*Document text*
::::::::

[Codegen][GPU] Add iree_gpu.multi_mma op to PartitionableLoopsInterface (#18653)

This PR registers the iree_gpu.multi_mma op with the
`OuterParallelAsPartitionableLoops` interface implementation for
`PartitionableLoopsInterface`. This enables workgroup tiling and
distribution for GPU data tiling codegen, since the
TileAndDistributeToWorkgroupsPass uses the interface.

::::::::

Stored entries
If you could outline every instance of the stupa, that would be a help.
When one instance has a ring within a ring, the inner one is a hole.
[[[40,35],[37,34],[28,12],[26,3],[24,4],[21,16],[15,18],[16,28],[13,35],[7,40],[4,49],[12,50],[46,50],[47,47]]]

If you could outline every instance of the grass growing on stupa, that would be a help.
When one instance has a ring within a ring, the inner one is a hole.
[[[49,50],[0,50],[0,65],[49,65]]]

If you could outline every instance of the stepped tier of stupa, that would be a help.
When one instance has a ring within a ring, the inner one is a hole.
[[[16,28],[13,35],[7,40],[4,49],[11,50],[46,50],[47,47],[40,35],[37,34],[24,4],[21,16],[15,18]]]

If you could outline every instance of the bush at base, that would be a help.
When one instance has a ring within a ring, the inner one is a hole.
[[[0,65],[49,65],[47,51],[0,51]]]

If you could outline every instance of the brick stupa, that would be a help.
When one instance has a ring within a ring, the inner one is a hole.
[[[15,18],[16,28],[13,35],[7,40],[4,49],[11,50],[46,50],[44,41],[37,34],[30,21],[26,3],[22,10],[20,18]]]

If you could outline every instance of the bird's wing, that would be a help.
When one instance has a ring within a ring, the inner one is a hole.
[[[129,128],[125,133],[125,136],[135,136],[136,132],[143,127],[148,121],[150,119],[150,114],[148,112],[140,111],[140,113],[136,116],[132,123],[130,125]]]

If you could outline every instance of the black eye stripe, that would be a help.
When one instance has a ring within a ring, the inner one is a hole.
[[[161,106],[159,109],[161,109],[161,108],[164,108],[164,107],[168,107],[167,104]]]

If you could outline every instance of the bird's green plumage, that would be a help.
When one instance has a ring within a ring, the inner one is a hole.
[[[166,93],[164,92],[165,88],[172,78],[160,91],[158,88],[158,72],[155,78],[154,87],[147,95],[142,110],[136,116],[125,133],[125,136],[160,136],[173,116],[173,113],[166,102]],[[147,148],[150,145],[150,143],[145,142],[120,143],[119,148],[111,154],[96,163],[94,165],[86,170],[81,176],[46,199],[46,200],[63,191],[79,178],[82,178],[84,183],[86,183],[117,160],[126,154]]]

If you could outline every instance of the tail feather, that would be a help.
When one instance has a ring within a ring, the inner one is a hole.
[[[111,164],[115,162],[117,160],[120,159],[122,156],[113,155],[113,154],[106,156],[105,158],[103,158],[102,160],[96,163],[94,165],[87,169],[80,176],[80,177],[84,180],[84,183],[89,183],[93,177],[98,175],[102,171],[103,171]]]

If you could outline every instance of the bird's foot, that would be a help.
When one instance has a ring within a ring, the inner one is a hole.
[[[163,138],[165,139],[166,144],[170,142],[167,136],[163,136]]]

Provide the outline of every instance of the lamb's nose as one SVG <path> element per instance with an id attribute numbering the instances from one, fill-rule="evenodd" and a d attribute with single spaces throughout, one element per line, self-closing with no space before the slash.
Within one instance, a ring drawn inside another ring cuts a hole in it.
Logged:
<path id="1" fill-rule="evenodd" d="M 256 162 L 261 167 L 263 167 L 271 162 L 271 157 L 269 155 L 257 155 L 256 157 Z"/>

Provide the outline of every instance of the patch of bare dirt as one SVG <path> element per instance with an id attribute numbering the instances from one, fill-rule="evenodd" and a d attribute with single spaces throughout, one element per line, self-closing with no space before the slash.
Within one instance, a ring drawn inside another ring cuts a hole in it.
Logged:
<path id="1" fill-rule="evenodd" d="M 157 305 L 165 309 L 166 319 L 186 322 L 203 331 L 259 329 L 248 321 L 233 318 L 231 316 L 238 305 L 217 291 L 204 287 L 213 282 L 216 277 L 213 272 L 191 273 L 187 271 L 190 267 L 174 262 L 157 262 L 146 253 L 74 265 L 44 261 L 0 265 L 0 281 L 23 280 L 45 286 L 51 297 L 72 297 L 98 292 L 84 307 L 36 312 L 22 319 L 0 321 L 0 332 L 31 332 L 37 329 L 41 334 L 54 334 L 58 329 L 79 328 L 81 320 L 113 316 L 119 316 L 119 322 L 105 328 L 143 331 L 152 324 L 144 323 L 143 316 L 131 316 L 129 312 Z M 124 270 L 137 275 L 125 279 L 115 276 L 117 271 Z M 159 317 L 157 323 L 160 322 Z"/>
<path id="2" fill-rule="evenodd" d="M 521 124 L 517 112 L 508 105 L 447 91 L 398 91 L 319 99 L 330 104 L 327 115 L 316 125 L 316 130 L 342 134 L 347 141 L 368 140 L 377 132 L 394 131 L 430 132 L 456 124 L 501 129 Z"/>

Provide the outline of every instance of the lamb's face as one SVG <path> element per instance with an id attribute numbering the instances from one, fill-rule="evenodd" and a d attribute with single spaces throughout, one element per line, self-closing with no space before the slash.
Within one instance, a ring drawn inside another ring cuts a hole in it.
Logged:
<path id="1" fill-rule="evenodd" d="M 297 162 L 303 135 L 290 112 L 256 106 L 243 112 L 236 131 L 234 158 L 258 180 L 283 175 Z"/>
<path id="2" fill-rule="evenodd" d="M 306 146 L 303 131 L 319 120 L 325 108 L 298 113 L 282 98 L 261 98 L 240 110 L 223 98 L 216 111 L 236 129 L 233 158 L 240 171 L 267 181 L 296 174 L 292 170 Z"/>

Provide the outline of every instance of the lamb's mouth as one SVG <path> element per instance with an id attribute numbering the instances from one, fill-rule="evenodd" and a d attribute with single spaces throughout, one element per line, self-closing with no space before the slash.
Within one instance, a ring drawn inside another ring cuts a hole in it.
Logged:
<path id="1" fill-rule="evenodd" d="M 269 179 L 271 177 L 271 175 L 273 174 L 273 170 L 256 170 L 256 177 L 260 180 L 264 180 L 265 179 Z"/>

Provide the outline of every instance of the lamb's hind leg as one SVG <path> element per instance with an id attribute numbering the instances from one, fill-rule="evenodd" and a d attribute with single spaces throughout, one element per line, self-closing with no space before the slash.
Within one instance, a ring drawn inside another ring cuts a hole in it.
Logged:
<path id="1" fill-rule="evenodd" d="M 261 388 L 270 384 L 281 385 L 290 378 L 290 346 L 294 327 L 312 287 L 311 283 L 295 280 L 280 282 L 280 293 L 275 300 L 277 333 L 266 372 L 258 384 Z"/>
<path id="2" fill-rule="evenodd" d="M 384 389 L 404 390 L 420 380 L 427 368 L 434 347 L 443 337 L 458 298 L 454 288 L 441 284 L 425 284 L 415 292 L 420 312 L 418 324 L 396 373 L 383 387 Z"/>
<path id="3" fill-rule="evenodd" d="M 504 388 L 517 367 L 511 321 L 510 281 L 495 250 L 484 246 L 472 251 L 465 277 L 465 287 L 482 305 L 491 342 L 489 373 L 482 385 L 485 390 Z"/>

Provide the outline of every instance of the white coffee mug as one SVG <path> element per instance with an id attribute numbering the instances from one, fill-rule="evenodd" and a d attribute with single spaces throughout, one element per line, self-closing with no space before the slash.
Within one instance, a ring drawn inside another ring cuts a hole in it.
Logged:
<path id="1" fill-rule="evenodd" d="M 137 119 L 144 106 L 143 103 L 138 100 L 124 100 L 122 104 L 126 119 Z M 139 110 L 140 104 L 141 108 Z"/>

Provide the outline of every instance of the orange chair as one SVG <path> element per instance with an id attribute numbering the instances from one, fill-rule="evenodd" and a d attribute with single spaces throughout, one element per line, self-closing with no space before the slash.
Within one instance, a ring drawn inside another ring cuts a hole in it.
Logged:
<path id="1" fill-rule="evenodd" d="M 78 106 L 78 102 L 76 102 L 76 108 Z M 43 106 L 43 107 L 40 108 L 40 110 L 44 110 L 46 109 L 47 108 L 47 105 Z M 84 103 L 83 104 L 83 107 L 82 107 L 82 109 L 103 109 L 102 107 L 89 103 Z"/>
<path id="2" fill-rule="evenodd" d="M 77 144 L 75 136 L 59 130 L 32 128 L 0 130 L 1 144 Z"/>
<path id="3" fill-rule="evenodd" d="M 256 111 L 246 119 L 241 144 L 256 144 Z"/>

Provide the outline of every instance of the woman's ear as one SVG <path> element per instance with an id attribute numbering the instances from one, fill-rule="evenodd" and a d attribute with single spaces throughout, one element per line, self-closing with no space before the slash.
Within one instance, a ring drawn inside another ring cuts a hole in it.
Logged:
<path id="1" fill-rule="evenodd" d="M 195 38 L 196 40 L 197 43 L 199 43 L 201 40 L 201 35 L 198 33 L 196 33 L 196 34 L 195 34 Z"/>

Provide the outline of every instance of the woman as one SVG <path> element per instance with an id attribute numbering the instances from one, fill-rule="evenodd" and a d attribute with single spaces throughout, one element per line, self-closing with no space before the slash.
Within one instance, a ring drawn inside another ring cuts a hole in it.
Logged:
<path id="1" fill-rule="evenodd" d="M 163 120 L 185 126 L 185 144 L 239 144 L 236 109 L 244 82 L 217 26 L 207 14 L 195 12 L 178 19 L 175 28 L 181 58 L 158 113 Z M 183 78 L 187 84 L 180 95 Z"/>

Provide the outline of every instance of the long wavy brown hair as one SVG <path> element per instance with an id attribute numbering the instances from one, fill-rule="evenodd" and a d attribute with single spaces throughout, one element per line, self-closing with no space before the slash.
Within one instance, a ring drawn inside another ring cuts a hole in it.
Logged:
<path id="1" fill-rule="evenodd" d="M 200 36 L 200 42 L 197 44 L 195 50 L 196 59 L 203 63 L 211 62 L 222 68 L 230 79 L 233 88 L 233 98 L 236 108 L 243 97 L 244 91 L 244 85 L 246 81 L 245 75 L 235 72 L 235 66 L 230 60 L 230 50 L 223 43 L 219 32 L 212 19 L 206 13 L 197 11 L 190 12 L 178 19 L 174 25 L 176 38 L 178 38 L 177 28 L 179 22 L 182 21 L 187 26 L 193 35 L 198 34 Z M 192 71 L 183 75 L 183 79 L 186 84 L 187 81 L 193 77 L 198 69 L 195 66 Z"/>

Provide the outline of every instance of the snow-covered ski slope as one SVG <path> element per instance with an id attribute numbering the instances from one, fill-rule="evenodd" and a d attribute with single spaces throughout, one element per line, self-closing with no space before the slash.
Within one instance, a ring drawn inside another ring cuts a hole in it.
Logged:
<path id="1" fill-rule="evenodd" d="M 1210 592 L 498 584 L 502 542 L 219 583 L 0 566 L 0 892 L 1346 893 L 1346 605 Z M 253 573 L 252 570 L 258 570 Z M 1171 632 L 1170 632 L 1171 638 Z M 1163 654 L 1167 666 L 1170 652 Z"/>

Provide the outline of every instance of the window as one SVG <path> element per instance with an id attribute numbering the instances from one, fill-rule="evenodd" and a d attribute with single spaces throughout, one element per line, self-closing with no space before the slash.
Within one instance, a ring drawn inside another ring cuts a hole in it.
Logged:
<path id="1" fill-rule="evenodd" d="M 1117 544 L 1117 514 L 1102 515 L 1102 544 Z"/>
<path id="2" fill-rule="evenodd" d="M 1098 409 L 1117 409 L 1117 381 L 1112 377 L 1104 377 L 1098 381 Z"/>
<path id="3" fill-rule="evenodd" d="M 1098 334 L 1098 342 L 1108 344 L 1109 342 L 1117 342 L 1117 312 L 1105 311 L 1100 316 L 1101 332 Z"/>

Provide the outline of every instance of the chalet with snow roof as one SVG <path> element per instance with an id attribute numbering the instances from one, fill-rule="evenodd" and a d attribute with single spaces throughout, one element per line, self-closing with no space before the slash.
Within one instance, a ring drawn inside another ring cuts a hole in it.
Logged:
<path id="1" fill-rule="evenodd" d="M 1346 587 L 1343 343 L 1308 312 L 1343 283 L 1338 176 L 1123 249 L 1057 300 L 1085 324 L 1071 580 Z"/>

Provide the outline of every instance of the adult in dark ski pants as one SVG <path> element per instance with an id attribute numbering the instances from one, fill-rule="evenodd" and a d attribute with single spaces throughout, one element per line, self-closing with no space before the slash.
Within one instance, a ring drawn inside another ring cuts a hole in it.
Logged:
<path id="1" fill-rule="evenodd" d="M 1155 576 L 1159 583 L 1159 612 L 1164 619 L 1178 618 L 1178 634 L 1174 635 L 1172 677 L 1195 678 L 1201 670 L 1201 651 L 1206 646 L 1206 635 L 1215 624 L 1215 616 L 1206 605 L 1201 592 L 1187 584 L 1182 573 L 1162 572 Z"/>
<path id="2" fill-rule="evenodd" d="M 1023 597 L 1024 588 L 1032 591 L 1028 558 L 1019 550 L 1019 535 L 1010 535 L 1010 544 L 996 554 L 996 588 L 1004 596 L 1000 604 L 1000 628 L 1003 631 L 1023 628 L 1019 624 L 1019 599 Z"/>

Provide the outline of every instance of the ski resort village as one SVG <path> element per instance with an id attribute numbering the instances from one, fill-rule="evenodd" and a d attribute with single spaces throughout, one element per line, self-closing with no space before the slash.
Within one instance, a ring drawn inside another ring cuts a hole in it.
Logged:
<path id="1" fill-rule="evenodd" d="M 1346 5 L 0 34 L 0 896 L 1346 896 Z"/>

::::::::

Please reproduce the full commit message about registering the iree_gpu.multi_mma op, word for word.

*Right answer*
[Codegen][GPU] Add iree_gpu.multi_mma op to PartitionableLoopsInterface (#18653)

This PR registers the iree_gpu.multi_mma op with the
`OuterParallelAsPartitionableLoops` interface implementation for
`PartitionableLoopsInterface`. This enables workgroup tiling and
distribution for GPU data tiling codegen, since the
TileAndDistributeToWorkgroupsPass uses the interface.